* [The task]:
Leaving out every picture, retype the lines below from the top through the one that contains "TARGET = white electric range".

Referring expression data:
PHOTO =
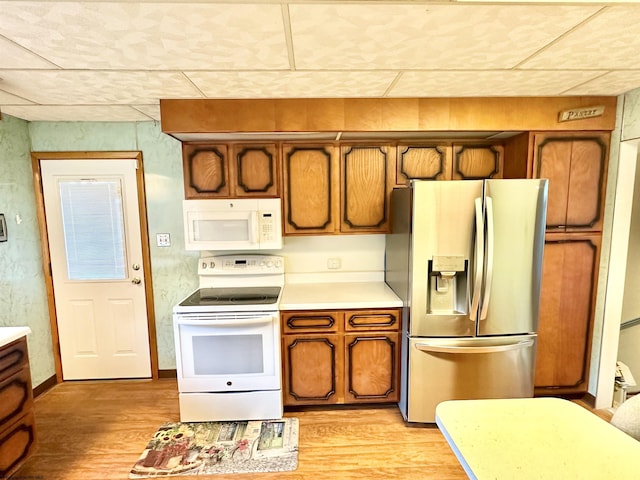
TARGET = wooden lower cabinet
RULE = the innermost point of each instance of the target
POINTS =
(17, 426)
(341, 356)
(569, 280)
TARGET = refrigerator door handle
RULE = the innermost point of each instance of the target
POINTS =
(478, 262)
(437, 348)
(489, 264)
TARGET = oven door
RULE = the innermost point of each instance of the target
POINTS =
(227, 352)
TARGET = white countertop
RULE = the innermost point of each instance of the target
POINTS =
(9, 334)
(535, 438)
(338, 295)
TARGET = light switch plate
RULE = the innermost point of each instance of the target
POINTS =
(163, 240)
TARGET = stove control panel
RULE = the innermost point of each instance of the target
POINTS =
(242, 264)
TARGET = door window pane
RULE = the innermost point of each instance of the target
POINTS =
(93, 224)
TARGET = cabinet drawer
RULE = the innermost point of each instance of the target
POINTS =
(16, 443)
(307, 322)
(362, 320)
(16, 396)
(13, 357)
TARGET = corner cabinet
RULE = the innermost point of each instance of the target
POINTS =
(230, 170)
(569, 280)
(17, 425)
(331, 189)
(341, 356)
(575, 163)
(576, 166)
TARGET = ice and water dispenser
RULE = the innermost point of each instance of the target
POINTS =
(447, 285)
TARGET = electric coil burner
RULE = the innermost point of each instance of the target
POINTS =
(227, 337)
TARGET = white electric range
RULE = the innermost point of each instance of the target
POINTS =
(227, 339)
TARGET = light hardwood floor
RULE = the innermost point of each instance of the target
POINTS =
(97, 430)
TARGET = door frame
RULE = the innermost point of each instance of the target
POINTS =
(36, 158)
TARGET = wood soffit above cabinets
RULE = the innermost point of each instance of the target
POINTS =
(331, 119)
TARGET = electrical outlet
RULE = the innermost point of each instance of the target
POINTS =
(334, 263)
(163, 240)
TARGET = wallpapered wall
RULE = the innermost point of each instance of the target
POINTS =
(173, 270)
(23, 296)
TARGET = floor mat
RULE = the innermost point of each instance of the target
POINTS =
(206, 448)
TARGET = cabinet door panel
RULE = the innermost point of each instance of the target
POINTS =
(310, 186)
(13, 358)
(566, 312)
(477, 161)
(205, 171)
(423, 162)
(312, 369)
(256, 171)
(371, 372)
(311, 321)
(364, 189)
(553, 161)
(17, 442)
(360, 320)
(588, 163)
(16, 397)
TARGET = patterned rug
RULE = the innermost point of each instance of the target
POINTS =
(206, 448)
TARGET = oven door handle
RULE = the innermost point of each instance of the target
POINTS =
(224, 323)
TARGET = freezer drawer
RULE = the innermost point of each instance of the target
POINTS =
(456, 369)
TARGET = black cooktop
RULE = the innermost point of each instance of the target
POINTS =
(232, 296)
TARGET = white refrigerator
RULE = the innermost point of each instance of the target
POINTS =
(466, 259)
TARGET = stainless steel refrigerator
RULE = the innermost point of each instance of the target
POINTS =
(466, 259)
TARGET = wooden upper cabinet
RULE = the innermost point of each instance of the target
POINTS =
(448, 161)
(230, 170)
(576, 166)
(365, 172)
(255, 171)
(310, 189)
(206, 171)
(473, 161)
(423, 162)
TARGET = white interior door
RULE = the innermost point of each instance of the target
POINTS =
(93, 226)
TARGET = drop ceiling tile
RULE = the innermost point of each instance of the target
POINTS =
(608, 41)
(8, 99)
(152, 111)
(292, 84)
(149, 36)
(76, 113)
(488, 83)
(14, 56)
(421, 36)
(59, 87)
(616, 83)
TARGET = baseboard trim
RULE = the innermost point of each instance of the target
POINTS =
(48, 384)
(171, 373)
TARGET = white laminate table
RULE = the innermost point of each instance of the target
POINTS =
(536, 438)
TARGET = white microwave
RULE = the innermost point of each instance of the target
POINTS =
(232, 224)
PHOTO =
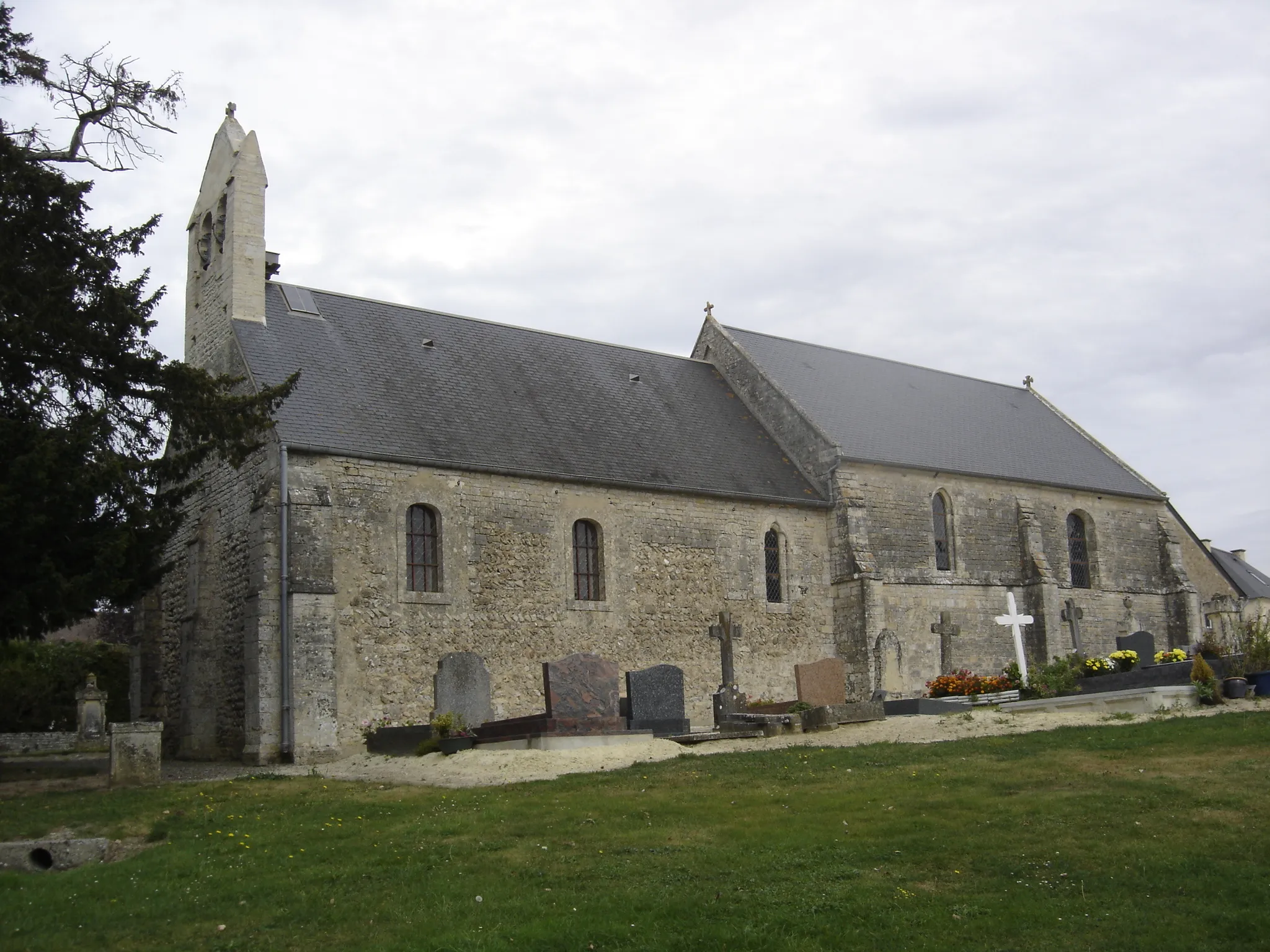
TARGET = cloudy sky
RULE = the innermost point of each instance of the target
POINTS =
(1076, 191)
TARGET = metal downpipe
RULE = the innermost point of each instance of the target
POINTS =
(288, 724)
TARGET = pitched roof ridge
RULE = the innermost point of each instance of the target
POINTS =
(1098, 443)
(493, 324)
(785, 395)
(884, 359)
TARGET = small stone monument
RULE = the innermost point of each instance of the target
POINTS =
(1141, 641)
(136, 753)
(91, 712)
(655, 700)
(822, 683)
(461, 687)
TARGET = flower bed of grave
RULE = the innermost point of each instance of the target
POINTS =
(1156, 676)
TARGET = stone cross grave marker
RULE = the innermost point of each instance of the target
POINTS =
(1014, 620)
(1141, 641)
(728, 700)
(946, 630)
(655, 699)
(580, 685)
(136, 753)
(822, 683)
(727, 633)
(1072, 615)
(461, 687)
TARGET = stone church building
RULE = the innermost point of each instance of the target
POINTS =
(445, 484)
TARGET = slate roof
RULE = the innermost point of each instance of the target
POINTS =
(886, 412)
(1251, 583)
(491, 397)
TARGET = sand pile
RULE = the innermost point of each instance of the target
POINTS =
(486, 769)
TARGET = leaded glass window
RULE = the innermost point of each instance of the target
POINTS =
(424, 549)
(586, 562)
(940, 516)
(773, 564)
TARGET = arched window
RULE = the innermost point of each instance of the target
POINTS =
(940, 517)
(587, 578)
(773, 564)
(424, 549)
(205, 242)
(1078, 551)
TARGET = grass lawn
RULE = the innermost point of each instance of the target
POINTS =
(1148, 835)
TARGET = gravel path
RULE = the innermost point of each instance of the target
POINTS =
(484, 769)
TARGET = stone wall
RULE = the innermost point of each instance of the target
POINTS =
(1005, 536)
(671, 563)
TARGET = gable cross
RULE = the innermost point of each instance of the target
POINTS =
(726, 632)
(1014, 620)
(1072, 616)
(945, 628)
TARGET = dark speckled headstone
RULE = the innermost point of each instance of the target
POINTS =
(1141, 641)
(580, 685)
(655, 700)
(461, 685)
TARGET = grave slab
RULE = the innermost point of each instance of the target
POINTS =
(822, 683)
(1139, 701)
(136, 753)
(818, 718)
(461, 687)
(926, 706)
(580, 685)
(654, 700)
(557, 742)
(1141, 641)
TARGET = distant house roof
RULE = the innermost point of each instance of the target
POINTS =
(381, 380)
(894, 413)
(1251, 583)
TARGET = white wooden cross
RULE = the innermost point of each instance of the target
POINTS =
(1014, 620)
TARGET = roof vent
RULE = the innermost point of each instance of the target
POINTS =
(299, 300)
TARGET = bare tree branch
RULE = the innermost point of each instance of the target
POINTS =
(111, 107)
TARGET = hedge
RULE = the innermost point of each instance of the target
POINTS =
(38, 681)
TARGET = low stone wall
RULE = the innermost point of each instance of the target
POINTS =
(37, 742)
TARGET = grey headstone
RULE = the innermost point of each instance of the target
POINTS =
(91, 711)
(654, 697)
(461, 687)
(1141, 641)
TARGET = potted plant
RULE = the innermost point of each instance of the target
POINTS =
(451, 733)
(1204, 681)
(1256, 654)
(1123, 660)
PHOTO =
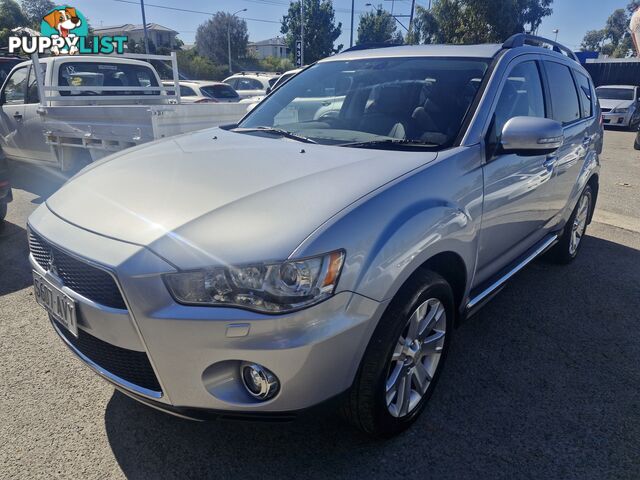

* [Result]:
PHOTO =
TARGET = wooden lower cabinet
RULE = the innermost point of each instance of the target
POINTS =
(17, 426)
(341, 356)
(569, 280)
TARGET = refrigerator door handle
RULE = the innermost point of each instance of the target
POINTS =
(478, 262)
(437, 348)
(489, 264)
TARGET = oven door
RULE = the innermost point of each instance of the target
POINTS =
(227, 352)
TARGET = white countertop
RULE = the innermost point of each instance of the target
POINTS =
(9, 334)
(535, 438)
(338, 295)
TARGET = light switch plate
RULE = the innermost point of each instance of the target
POINTS =
(163, 240)
TARGET = stove control panel
RULE = the innermost point of each instance of the target
POINTS =
(242, 264)
TARGET = door window pane
RULE = the innermost point of each instance of the target
POINTS =
(93, 224)
TARGET = cabinet drawer
RULE = the innermost point of each instance of the target
POINTS =
(16, 443)
(307, 322)
(362, 320)
(16, 396)
(13, 357)
TARGET = corner cabinet
RULE = the innermost point of each instance of the target
POINTS =
(230, 170)
(569, 280)
(17, 425)
(331, 189)
(341, 356)
(575, 163)
(576, 166)
TARGET = ice and water dispenser
RULE = the innermost point of each instance of the target
POINTS =
(447, 285)
TARGET = electric coil burner
RULE = the innermost point of each instance of the target
POINTS =
(227, 337)
TARGET = white electric range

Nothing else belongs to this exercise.